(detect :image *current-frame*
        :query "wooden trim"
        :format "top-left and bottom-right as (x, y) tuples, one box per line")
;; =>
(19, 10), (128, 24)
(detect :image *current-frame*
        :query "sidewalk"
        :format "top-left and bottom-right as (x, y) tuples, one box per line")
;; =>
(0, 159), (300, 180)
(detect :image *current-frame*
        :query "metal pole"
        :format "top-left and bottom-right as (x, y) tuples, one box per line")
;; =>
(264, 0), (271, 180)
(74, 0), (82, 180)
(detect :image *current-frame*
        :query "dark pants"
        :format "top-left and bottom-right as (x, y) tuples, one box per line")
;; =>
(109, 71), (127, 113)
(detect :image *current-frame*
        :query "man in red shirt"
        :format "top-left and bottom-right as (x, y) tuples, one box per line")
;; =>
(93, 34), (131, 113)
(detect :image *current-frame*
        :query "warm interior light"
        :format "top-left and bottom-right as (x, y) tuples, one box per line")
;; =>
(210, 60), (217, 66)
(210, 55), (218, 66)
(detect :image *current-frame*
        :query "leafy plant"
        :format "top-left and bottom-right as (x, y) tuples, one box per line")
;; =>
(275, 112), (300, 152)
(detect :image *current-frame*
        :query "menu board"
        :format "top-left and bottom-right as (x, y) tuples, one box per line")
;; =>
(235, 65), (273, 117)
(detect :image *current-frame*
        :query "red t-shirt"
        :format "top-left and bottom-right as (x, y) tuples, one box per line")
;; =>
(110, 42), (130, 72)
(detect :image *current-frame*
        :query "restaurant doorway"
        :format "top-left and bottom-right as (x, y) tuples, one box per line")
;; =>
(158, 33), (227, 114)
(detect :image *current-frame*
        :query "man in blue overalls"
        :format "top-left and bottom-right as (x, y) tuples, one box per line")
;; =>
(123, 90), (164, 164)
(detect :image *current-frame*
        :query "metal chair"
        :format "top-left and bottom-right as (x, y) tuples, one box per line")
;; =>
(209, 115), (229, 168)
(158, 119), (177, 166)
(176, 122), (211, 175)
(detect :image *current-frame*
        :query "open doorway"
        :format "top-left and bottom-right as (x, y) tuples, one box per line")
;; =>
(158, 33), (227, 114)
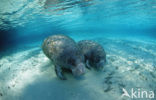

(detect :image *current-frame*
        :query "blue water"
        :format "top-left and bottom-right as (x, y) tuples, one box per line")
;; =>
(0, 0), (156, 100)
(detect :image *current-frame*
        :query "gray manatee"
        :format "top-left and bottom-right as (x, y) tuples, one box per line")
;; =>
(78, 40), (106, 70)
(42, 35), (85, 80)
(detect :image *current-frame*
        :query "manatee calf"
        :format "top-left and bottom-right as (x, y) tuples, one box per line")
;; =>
────
Pick out every line in the data above that contains the string "shirt". Case counts.

**Final result**.
        :query "man in red shirt"
        :query "red t-shirt"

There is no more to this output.